↓

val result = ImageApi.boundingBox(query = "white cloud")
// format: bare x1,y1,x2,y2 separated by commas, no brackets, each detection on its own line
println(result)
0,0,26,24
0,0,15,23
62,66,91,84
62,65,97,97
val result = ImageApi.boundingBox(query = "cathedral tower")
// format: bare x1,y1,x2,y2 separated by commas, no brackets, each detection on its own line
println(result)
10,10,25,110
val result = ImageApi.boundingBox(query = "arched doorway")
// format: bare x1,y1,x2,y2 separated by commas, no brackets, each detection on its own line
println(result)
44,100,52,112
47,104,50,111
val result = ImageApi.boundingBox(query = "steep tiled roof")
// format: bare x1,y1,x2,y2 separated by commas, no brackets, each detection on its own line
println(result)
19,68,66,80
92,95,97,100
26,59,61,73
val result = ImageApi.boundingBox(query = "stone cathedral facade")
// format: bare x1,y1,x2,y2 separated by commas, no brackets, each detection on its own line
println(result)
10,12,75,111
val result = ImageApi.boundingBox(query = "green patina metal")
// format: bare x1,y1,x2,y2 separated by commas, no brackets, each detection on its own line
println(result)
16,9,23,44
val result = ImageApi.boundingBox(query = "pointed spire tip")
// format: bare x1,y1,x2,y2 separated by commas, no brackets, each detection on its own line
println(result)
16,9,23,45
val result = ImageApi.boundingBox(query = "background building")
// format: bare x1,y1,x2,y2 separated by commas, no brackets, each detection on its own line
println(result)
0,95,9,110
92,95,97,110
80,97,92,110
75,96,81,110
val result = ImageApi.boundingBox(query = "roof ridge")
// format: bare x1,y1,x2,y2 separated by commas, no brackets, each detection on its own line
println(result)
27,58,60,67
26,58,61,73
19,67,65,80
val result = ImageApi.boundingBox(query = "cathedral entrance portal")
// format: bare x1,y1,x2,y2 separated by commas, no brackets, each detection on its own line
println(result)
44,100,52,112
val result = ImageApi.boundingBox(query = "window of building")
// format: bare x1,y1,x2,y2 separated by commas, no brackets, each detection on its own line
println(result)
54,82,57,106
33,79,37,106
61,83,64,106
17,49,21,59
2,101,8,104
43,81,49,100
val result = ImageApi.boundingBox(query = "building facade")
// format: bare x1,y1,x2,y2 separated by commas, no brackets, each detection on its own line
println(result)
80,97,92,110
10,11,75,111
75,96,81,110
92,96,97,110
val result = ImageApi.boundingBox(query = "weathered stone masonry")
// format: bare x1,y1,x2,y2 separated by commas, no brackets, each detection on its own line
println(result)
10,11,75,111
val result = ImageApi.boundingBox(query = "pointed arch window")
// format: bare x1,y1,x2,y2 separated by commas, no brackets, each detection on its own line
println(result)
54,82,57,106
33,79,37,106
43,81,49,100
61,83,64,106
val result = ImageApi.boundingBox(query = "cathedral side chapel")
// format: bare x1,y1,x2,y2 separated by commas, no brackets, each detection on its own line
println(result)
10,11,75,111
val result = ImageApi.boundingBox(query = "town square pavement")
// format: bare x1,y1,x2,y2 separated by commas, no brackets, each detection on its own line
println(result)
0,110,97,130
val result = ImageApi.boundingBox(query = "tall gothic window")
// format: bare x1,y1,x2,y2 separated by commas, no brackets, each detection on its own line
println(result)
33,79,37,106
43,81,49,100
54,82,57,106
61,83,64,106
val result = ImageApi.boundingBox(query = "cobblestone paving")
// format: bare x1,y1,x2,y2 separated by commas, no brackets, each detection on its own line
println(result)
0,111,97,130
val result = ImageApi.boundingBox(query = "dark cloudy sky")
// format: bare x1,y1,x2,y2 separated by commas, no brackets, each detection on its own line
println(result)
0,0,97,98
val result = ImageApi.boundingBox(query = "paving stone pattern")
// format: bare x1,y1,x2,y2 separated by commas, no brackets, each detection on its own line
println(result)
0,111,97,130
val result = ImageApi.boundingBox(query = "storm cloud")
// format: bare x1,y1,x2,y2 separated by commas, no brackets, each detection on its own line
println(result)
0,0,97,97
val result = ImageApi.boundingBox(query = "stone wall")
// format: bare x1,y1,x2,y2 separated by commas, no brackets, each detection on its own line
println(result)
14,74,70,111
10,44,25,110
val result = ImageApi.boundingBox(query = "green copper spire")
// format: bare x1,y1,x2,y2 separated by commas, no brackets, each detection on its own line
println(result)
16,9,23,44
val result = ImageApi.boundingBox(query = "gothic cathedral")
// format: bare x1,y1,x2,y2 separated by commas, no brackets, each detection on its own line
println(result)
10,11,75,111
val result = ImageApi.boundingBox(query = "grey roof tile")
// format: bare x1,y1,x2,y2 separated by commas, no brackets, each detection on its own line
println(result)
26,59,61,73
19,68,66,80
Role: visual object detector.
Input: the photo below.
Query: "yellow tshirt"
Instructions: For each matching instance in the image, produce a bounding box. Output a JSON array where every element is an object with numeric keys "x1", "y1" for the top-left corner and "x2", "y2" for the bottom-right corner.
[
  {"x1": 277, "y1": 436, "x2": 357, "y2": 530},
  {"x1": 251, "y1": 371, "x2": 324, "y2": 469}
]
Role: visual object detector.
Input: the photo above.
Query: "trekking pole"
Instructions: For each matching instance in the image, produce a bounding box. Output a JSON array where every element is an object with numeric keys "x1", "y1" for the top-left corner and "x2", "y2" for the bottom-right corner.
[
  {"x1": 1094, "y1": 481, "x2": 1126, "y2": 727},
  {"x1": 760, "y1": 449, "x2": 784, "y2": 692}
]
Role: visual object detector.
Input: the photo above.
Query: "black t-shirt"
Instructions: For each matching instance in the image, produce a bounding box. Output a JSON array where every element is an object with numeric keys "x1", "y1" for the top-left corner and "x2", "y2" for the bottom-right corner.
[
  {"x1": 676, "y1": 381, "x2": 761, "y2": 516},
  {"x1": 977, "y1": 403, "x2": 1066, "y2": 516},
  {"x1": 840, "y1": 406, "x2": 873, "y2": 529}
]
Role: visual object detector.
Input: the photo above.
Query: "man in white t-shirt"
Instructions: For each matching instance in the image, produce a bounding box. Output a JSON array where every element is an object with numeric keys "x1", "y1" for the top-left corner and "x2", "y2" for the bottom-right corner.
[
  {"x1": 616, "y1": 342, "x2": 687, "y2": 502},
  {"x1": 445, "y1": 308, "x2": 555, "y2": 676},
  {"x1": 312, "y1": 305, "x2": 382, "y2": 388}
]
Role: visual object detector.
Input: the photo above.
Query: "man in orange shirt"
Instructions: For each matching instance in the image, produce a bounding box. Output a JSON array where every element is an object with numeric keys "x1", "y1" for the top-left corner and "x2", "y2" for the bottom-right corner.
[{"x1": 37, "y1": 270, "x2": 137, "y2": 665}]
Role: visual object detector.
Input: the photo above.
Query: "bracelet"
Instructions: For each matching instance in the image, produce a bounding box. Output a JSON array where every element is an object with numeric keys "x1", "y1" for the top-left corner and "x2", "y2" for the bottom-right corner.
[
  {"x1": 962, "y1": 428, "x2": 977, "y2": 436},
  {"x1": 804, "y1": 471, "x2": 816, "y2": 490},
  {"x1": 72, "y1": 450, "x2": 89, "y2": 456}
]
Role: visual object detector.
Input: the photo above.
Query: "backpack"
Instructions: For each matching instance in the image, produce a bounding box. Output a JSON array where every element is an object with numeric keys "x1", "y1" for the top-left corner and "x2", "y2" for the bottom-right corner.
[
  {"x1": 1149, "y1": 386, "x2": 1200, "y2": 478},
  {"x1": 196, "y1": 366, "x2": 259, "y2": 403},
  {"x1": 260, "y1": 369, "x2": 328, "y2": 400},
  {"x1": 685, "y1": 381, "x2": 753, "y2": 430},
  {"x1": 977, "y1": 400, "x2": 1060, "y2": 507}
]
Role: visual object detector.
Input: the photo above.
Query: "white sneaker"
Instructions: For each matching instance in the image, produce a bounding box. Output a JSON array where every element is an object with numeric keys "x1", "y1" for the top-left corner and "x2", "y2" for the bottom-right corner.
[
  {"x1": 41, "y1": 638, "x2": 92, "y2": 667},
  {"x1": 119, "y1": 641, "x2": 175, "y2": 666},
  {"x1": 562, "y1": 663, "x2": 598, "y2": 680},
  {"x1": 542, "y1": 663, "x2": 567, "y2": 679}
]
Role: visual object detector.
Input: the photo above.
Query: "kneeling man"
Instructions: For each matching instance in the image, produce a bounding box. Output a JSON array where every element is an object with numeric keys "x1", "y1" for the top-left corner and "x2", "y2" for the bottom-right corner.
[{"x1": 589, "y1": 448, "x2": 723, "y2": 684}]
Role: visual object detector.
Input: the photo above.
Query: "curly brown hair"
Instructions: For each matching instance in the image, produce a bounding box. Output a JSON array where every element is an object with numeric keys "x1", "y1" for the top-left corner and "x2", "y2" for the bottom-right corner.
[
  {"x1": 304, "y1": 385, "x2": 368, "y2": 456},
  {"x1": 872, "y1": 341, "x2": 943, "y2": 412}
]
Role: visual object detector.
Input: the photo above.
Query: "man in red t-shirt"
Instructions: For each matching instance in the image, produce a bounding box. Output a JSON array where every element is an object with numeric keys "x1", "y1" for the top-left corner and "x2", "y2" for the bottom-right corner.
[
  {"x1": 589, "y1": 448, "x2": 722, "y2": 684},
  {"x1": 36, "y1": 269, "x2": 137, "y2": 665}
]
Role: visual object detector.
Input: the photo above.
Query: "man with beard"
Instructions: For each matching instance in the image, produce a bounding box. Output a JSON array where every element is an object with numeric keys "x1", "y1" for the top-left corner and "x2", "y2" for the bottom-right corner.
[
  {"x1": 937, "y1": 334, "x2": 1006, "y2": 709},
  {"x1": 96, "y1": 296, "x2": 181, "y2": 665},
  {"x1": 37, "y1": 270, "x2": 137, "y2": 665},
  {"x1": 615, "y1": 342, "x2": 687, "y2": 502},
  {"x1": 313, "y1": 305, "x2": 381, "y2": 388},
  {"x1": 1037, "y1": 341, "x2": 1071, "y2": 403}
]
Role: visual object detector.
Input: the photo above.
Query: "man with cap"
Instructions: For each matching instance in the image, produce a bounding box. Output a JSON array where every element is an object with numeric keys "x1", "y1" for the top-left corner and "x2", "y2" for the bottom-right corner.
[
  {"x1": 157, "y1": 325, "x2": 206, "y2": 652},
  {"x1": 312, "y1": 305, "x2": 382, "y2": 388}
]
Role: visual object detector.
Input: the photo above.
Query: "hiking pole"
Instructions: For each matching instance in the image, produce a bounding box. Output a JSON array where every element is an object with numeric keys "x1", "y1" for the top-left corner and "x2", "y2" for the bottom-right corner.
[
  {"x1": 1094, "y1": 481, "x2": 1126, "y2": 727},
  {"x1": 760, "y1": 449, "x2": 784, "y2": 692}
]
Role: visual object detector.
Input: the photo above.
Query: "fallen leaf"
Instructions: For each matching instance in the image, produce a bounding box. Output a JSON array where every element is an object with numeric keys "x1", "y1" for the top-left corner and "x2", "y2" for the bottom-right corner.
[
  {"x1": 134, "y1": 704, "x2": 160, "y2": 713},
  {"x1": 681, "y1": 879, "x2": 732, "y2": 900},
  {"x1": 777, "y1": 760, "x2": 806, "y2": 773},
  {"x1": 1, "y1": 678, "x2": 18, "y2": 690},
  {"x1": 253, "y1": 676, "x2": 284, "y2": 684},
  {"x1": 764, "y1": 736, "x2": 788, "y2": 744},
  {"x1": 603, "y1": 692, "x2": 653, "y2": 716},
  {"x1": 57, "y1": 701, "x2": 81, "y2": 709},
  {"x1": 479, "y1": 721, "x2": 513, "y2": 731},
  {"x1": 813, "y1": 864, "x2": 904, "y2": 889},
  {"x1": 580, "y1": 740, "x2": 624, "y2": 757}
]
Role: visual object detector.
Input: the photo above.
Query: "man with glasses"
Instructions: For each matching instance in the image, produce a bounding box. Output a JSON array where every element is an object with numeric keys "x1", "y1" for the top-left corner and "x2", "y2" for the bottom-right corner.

↑

§ YOUR TASK: Search the records for the string "paving" and, wherever a line contains it, please copy that line.

§ SOLUTION TO THIS PROBLEM:
val result = ImageApi.boundingBox(query = "cobblestone paving")
val result = ImageApi.boundingBox(query = "paving stone pattern")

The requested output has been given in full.